§ **Point placement records**

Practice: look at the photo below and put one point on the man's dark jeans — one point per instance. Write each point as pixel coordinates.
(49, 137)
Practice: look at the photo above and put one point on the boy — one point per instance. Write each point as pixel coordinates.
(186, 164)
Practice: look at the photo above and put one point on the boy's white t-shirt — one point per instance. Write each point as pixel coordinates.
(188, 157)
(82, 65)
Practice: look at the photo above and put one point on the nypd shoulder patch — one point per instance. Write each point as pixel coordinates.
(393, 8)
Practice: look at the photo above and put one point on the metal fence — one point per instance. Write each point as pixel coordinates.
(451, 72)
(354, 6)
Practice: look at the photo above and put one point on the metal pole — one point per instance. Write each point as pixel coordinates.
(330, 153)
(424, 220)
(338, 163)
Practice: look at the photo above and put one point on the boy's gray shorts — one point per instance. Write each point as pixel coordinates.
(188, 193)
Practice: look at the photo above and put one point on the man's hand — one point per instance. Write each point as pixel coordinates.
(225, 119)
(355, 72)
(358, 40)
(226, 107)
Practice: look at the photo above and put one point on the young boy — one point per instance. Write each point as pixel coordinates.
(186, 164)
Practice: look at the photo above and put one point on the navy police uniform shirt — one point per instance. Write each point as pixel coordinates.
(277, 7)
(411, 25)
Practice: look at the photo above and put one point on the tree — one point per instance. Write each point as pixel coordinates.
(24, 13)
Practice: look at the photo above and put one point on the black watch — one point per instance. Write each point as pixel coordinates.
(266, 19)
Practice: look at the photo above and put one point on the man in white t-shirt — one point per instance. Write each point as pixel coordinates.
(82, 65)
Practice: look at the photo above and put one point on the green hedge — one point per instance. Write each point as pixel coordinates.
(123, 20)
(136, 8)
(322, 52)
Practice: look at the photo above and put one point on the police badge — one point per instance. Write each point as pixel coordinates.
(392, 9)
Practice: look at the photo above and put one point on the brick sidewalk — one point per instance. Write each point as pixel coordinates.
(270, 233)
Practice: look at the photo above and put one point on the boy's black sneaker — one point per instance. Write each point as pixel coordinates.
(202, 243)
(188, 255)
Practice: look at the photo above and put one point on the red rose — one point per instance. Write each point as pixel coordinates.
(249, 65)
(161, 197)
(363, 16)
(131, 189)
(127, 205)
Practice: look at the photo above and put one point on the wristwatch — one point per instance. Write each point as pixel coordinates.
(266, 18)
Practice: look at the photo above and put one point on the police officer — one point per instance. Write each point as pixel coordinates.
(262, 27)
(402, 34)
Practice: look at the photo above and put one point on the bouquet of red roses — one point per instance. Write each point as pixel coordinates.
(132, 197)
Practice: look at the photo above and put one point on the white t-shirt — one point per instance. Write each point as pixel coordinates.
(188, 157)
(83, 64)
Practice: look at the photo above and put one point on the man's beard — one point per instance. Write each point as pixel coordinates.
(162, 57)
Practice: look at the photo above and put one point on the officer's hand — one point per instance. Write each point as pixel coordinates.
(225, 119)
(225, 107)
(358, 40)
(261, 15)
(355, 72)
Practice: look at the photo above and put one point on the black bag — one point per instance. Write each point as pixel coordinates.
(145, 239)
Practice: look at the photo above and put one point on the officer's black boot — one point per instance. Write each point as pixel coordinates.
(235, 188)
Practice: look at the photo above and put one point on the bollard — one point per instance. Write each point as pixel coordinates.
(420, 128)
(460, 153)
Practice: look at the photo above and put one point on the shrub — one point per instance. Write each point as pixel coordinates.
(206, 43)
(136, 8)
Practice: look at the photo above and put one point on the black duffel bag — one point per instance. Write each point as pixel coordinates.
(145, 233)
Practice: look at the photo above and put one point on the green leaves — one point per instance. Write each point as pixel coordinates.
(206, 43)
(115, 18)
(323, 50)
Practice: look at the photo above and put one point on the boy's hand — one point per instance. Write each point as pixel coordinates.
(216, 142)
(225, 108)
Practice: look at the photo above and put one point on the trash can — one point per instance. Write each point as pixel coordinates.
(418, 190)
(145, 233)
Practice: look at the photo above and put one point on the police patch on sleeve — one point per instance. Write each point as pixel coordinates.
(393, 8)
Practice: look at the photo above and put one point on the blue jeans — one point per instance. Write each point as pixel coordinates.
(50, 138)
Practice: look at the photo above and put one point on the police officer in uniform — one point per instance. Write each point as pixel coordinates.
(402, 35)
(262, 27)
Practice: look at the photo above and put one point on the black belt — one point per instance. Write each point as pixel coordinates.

§ **DESCRIPTION OF THE TASK**
Print the whole listing exactly as it is.

§ **EXERCISE SOLUTION**
Practice: look at the photo below and put one point on the man's dark jeans — one point per instance. Write each point as pixel coordinates.
(49, 137)
Practice: look at the photo above and put one point on the boy — one point per instance. Write each point as pixel coordinates.
(186, 164)
Practice: look at the photo above and put one point on the boy's white t-shirt — one point per instance. Write each point as pixel coordinates.
(188, 157)
(82, 65)
Practice: look at the photo above and put one point on the nypd shoulder patch — one point per instance. Write each point as pixel coordinates.
(393, 8)
Practice: look at the photo above and put one point on the metal fence — one point per instance. Write each point as pixel coordinates.
(451, 72)
(354, 6)
Practice: look at the photo above and put one point on the metal pole — one point per instance. Write each point as pixel coordinates.
(330, 153)
(424, 220)
(338, 163)
Practice: look at the photo above and put one point on the boy's gray shorts — one point per instance. Write each point as pixel coordinates.
(188, 193)
Practice: look at the photo above and put one point on the man's hand — one point per instance. Write each point as pixel coordinates.
(225, 119)
(355, 72)
(358, 40)
(226, 107)
Practice: look at the photo above and put one point on the young boy — one point per instance. Write each point as pixel coordinates.
(186, 164)
Practice: look at the photo above and put one point on the navy police uniform shirt — one point per instance. Write each point as pixel coordinates.
(277, 7)
(411, 25)
Practice: look at the photo above and put one point on the tree — one point per instance. Write each point as pixel coordinates.
(24, 13)
Practice: look at the photo above and put one point on the black watch — one point per instance. Write each point as pixel coordinates.
(266, 19)
Practice: look at the photo above and put one point on the man in white t-shirt — one point per instance. Write each point as pixel coordinates.
(82, 65)
Practice: look at the photo above and put one point on the green hedge — one point per instance. Write each point as pixel coordinates.
(123, 20)
(136, 8)
(322, 52)
Practice: look at the photo above and put one point on the police badge — one point per instance. Write each point as pixel coordinates.
(392, 9)
Practice: look at the photo above and put one point on the brick sidewalk — one point per instance. Write each point as pixel coordinates.
(270, 233)
Practice: look at the photo above and put one point on the boy's black sneaker — one point per instance. Write each point as pixel coordinates.
(202, 243)
(188, 255)
Practice: look at the photo above and put one point on the red rose — one point per instance. Write each point as pixel coordinates.
(249, 65)
(161, 197)
(363, 16)
(131, 189)
(127, 205)
Practice: look at the photo above and put one point on the wristwatch — one point per instance. Write each point as pixel coordinates.
(266, 18)
Practice: look at the photo above and put one point on the police officer — one point per instance. Write each point as pixel coordinates.
(262, 27)
(402, 34)
Practice: look at the photo above and put one point on the bouquet of red roses — one point per instance. Write each point as pixel coordinates.
(132, 197)
Practice: look at the photo above and put one point on the white t-shirt — one point per instance. Write each point as pixel coordinates.
(188, 157)
(83, 64)
Practice: look at the photo above and put one point on the man's beard — one point per instance. Write each point as pixel coordinates.
(162, 57)
Practice: look at the photo above and put one point on the officer's hand — one point per instance. Write each point as pixel coordinates.
(225, 119)
(225, 107)
(358, 40)
(261, 15)
(355, 72)
Practice: look at the photo above and put one point on the black bag — one point per instance. Write each point as pixel coordinates.
(145, 239)
Practice: look at the photo above and put one point on the officer's black boot — one point per instance. Write each point as pixel coordinates.
(235, 188)
Practice: look at the photo above and put one point on the bollard — one point per instance. Write each point as pixel coordinates.
(420, 128)
(460, 153)
Practice: look at the photo above and put one point on the shrub — one point per instance. Write each point as pixel coordinates.
(206, 43)
(136, 8)
Practice: look at the photo above and put one point on the black duffel bag — one point per instance. Write each point as pixel coordinates.
(145, 233)
Practice: look at the photo above and put one point on the green leaves — one point per instance. Write each point as pixel coordinates.
(206, 43)
(115, 18)
(323, 50)
Practice: look at the photo above and put one point on the boy's hand — one point per instance. Write each point as pixel coordinates.
(216, 142)
(225, 108)
Practice: look at the photo above and put one point on the trash can — one point per instance. Write each point as pixel coordinates.
(418, 190)
(145, 233)
Practice: look at the photo above and put one point on the police patch on sleeve — one point per instance. Write each point as pixel coordinates.
(393, 8)
Practice: look at the photo above and put one point on the blue jeans — one point per instance. Write each point as pixel coordinates.
(50, 138)
Practice: look at the photo above and put one point on the police officer in uniform — one point per instance. Write each point as pixel coordinates.
(402, 35)
(262, 27)
Practice: look at the photo above and put one point on the black belt — one point per instance. Write each point as pixel coordinates.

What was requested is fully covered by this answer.